======== Material provided
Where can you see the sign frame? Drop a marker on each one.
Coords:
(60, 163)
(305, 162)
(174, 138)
================
Could you set down every record exactly as given?

Where can you see the sign frame? Drop a marker on each one.
Coords:
(60, 163)
(305, 162)
(174, 138)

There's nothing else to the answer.